- [Problem to work on]:
Pull out every line of the records that contains the word "small", and copy each one unchanged.

- [Given entries]:
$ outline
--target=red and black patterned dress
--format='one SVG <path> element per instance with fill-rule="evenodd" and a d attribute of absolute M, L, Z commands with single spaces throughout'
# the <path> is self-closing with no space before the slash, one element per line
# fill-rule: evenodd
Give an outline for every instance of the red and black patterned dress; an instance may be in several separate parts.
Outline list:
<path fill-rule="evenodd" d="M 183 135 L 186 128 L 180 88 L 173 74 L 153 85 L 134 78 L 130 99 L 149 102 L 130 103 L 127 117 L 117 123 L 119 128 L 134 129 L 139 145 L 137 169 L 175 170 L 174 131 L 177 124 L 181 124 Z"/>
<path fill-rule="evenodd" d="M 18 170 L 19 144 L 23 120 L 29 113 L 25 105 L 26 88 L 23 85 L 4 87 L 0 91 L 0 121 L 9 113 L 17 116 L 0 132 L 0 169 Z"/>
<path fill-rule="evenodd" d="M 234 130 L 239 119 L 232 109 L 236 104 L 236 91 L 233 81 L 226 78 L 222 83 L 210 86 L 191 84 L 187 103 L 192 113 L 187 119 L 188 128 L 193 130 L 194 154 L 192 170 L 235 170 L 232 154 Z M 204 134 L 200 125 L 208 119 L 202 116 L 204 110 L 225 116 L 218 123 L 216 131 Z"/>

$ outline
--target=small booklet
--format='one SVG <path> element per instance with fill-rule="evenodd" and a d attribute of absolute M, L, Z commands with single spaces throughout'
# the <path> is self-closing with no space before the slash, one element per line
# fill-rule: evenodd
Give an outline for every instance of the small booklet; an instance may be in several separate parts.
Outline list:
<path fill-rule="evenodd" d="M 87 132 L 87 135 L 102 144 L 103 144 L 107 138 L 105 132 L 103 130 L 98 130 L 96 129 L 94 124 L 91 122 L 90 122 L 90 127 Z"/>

---

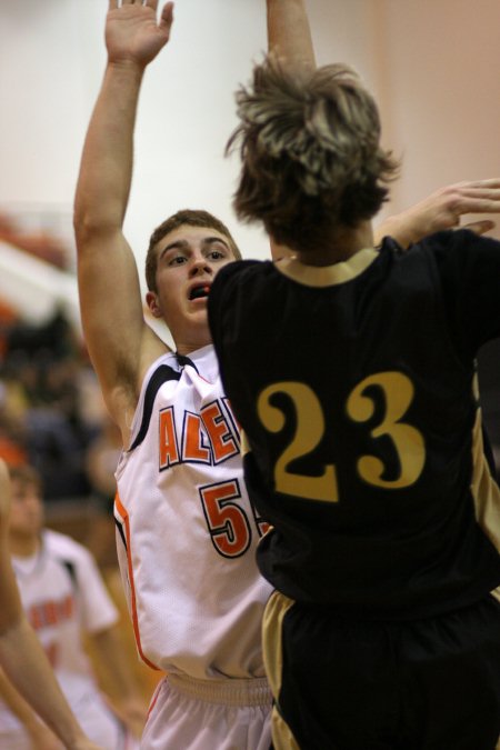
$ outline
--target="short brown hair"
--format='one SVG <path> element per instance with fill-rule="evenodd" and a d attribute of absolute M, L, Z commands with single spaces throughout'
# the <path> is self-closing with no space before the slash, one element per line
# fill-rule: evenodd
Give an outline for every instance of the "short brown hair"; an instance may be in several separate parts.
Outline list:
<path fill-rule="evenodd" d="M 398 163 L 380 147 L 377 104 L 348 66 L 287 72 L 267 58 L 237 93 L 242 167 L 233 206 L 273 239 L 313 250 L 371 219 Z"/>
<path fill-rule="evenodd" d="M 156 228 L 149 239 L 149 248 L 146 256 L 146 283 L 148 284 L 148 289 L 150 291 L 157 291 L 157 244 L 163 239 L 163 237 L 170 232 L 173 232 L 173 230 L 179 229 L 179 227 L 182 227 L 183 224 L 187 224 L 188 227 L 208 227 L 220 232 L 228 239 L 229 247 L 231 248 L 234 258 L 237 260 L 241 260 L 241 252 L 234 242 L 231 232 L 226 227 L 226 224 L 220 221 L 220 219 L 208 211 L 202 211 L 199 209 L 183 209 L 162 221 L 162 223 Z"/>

---

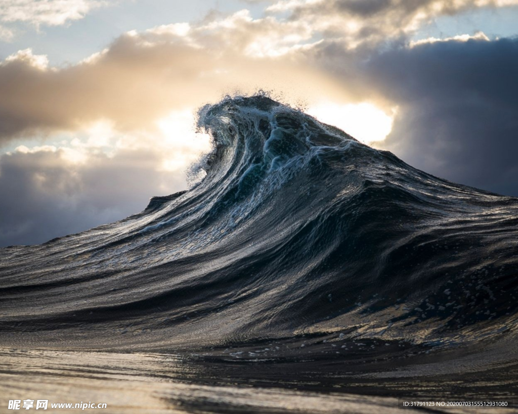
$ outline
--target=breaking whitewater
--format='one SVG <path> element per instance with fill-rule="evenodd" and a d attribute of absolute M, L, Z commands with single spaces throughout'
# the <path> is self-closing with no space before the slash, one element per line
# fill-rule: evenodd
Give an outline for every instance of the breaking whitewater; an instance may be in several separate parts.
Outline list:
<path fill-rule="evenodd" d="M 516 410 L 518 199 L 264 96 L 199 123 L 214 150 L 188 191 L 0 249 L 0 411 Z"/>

- [Exercise result]:
--target=small booklet
Give an outline for every instance of the small booklet; an instance may be in several separate parts.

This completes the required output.